=== Problem description ===
Copy out the records below word for word, from the line containing "Pick-planner input: for every instance of the cluster" through the line containing "point(497, 313)", both lines included.

^^^^

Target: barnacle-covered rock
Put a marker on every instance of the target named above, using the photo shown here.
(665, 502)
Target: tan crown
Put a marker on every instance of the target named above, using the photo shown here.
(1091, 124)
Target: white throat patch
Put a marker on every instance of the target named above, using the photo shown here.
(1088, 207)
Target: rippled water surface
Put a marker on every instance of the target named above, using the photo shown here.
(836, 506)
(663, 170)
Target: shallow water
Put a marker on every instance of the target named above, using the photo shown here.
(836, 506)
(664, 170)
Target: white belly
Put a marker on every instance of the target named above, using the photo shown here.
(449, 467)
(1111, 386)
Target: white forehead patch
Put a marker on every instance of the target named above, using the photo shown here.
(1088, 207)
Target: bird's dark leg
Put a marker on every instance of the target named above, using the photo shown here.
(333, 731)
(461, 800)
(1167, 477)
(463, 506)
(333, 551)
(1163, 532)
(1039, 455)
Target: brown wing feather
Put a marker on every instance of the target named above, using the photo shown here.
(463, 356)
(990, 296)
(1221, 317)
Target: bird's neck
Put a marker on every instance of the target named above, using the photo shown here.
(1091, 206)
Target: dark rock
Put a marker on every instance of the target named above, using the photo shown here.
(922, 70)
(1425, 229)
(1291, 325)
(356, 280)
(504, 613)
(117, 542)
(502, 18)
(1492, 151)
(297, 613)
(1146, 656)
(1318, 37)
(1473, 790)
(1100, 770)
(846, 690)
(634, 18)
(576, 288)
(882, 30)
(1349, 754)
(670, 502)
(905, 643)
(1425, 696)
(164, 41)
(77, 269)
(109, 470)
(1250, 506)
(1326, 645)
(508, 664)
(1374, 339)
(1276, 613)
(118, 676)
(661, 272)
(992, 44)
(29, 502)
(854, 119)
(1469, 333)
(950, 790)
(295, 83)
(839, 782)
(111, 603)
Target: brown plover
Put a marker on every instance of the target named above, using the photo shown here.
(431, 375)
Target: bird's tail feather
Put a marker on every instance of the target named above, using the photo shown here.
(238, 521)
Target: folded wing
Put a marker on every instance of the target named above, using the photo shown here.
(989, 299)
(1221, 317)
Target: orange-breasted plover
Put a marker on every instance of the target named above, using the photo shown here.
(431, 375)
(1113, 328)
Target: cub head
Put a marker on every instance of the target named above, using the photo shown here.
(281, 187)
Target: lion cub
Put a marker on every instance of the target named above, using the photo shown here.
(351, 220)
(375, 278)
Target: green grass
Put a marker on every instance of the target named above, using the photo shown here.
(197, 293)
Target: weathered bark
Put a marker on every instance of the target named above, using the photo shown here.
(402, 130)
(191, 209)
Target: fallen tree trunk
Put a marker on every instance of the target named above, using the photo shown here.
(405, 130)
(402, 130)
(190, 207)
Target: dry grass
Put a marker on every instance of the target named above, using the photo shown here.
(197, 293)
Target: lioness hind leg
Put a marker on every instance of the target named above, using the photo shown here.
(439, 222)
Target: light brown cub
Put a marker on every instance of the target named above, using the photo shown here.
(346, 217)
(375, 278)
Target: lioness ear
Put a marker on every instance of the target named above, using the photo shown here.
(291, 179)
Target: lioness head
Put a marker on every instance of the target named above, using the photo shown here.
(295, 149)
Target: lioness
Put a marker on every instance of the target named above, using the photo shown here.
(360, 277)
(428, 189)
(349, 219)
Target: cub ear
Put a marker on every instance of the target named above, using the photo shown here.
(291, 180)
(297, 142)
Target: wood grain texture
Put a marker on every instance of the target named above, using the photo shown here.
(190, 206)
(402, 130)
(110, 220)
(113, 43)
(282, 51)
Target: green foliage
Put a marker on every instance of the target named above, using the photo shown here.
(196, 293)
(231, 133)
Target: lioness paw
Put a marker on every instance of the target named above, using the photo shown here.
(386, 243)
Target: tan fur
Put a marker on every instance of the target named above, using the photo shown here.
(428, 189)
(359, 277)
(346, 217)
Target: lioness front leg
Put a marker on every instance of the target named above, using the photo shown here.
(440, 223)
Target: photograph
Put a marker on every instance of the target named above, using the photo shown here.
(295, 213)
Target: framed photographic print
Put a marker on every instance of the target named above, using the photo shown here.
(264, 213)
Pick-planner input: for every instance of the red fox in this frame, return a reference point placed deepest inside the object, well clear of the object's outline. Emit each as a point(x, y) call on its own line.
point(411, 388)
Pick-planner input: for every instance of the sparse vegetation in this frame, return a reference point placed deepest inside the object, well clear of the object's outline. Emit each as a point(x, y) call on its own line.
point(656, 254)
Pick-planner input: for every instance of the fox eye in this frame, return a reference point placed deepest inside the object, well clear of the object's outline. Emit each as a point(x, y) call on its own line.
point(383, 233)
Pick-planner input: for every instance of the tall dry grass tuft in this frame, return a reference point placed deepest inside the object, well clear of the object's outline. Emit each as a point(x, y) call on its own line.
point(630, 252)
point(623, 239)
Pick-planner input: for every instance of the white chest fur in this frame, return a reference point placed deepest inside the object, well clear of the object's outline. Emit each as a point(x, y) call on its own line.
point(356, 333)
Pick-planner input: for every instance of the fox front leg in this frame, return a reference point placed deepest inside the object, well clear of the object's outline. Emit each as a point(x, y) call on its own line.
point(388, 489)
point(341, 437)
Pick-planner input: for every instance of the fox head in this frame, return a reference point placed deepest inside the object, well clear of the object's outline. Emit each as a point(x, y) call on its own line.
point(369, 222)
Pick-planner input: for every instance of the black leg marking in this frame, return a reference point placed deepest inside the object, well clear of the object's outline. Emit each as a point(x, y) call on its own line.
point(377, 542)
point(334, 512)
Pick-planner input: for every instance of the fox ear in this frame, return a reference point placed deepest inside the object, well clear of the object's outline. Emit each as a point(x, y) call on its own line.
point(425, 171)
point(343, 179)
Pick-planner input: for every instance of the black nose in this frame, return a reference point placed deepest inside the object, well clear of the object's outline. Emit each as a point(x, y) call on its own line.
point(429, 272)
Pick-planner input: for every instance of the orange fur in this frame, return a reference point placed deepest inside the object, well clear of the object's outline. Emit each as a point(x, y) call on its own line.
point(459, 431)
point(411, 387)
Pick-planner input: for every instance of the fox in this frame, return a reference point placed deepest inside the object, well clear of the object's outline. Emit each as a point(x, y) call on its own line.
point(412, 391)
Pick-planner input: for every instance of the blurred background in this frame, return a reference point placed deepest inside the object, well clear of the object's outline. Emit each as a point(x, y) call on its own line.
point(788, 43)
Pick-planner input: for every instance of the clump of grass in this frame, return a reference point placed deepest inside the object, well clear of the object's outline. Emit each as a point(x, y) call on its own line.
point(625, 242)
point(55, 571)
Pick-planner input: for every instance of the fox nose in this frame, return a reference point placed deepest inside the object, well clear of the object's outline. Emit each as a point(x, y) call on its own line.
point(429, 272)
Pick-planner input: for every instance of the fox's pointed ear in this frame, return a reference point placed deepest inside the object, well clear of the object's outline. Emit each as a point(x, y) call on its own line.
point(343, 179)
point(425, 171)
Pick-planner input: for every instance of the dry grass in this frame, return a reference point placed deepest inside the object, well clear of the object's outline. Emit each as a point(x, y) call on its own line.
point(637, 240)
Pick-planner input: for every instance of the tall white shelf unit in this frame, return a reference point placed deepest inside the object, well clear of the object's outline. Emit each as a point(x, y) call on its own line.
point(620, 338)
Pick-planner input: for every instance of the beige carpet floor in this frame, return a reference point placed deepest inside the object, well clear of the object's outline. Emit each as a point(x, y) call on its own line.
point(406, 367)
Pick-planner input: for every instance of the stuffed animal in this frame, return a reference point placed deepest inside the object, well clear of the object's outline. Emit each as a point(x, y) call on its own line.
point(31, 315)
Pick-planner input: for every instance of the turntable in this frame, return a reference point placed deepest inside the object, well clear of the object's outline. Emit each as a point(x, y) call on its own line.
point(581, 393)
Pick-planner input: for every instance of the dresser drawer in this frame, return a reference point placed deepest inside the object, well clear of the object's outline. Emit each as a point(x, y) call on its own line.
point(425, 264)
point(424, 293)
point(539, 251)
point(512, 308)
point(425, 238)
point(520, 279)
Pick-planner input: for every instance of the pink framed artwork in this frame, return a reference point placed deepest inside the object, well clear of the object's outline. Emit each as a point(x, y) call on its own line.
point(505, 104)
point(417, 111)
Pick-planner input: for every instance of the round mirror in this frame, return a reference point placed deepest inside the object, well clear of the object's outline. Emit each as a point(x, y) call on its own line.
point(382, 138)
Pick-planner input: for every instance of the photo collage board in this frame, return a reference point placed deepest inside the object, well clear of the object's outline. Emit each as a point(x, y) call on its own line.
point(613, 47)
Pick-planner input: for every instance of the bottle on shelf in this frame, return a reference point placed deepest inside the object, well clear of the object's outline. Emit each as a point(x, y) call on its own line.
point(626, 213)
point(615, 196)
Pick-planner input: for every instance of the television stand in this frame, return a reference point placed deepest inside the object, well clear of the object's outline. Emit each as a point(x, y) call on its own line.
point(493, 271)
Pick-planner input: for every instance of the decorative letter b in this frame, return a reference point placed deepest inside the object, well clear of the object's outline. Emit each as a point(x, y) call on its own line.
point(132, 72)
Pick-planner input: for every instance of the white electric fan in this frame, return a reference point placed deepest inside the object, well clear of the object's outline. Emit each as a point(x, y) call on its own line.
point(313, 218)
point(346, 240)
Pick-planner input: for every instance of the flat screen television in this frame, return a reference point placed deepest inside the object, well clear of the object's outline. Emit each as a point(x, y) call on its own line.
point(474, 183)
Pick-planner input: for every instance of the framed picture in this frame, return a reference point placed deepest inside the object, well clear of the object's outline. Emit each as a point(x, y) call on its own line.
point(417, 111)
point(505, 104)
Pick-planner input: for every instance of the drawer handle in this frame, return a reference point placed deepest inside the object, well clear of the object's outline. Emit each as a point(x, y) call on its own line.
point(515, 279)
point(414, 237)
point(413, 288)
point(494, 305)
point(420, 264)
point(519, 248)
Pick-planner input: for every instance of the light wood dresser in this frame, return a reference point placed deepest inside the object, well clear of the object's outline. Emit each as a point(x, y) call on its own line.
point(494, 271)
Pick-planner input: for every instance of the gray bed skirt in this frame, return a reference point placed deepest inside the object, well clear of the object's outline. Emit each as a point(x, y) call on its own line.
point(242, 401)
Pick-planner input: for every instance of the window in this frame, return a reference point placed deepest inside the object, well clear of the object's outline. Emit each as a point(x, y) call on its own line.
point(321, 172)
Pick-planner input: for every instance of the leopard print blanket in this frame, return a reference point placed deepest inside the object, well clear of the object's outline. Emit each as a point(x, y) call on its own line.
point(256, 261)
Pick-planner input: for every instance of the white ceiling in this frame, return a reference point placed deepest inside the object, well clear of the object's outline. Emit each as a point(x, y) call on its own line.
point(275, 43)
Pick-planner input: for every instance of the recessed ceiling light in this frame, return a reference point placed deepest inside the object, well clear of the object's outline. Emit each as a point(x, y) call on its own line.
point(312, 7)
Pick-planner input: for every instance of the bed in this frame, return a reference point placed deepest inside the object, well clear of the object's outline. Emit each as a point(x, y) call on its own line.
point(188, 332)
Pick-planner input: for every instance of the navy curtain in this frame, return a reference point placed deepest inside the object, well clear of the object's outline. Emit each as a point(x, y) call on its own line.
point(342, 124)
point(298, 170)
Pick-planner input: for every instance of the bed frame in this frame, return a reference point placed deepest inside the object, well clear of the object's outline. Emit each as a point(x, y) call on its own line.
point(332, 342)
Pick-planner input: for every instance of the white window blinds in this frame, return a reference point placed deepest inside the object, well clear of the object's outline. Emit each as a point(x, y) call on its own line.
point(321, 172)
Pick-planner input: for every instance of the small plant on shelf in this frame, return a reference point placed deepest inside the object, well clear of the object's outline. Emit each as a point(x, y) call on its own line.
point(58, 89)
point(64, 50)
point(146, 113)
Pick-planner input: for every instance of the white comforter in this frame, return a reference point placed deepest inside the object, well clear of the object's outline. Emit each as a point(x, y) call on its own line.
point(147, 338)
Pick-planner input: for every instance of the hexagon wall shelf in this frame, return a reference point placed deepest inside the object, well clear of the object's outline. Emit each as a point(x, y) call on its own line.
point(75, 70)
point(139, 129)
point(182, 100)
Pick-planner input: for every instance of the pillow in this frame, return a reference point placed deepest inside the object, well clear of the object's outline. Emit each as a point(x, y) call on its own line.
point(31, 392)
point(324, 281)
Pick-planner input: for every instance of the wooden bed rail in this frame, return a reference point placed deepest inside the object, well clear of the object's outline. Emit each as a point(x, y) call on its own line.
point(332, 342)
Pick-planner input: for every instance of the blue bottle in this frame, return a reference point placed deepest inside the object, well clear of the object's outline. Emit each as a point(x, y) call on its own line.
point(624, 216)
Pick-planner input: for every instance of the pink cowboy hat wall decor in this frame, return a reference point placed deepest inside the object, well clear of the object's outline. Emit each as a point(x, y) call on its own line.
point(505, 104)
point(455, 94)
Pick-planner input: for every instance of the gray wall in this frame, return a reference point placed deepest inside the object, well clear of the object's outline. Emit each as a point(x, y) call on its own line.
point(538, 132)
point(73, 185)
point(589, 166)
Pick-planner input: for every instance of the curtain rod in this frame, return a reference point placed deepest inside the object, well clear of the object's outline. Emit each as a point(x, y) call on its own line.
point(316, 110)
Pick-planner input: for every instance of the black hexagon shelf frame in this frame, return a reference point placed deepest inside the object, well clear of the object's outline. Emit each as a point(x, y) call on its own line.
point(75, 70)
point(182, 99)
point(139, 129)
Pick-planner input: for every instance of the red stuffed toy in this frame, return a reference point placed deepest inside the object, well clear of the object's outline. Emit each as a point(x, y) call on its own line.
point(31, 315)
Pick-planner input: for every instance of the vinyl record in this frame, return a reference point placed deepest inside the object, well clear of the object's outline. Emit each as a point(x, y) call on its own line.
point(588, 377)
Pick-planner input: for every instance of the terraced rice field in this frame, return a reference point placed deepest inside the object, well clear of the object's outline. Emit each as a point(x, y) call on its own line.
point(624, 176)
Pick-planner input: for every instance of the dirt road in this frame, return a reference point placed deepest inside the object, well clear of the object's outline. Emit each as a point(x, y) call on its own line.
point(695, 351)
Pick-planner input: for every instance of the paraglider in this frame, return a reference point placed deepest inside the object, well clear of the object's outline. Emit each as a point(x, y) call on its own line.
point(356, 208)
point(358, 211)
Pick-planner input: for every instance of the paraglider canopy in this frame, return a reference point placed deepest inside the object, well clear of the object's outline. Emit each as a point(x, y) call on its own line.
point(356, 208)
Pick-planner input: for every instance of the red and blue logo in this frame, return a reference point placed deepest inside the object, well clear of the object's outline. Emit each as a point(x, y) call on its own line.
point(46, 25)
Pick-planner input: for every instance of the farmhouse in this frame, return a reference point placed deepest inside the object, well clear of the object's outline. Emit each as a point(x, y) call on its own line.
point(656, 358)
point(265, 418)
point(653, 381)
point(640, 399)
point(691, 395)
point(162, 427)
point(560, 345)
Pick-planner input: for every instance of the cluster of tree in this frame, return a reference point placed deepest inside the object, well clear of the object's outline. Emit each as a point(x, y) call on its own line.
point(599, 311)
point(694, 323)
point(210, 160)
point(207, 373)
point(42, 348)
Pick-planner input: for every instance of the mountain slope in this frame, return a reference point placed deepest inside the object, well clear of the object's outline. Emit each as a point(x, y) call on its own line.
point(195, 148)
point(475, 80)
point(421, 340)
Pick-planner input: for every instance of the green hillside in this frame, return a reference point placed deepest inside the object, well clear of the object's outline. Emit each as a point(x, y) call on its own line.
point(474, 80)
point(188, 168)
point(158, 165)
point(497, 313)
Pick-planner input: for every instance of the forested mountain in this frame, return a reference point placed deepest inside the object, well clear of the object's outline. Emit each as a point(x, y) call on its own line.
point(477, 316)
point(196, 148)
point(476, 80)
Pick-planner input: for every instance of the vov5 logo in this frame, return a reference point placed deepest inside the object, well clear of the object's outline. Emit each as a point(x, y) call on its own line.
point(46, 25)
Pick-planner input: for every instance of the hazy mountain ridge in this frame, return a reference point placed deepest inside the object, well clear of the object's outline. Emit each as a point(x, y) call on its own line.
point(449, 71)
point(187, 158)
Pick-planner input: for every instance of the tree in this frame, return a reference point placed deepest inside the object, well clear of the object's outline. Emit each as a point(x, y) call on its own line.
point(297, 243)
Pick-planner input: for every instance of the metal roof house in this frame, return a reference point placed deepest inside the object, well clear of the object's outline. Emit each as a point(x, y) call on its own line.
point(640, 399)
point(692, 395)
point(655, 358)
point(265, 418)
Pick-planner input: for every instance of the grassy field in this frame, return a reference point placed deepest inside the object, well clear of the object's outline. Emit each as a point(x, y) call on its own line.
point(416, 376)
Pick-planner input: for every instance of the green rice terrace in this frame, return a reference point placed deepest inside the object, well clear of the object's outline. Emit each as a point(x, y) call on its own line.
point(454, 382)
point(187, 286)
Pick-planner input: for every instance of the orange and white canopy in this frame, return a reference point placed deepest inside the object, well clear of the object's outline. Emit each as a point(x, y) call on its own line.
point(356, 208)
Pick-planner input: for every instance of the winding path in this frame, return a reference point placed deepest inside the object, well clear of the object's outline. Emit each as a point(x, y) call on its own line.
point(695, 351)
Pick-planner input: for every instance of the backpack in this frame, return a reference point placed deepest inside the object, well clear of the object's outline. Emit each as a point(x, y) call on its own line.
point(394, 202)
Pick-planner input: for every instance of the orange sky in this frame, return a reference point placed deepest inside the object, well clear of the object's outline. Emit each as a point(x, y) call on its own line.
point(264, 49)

^^^^

=== Response to the task ===
Pick-planner input: for every instance of the cluster of tree in this frame, return a reference point placed deepest inside the object, well clear of the object's outline. Emit each as a point(x, y) call on its own line.
point(599, 311)
point(694, 323)
point(210, 160)
point(207, 373)
point(42, 348)
Pick-planner input: for every instance of the mountain slope in this frame, return a reference point placed deepest inside the object, well clear of the object's outline. Emit each as a point(x, y) call on its own line.
point(195, 148)
point(475, 80)
point(421, 340)
Pick-planner input: for every instance of the green hillside in this frame, return a reference point placed deepest inside the object, well clear of the object's outline. Emit each as a point(x, y) call on its own line.
point(474, 80)
point(188, 168)
point(158, 165)
point(497, 313)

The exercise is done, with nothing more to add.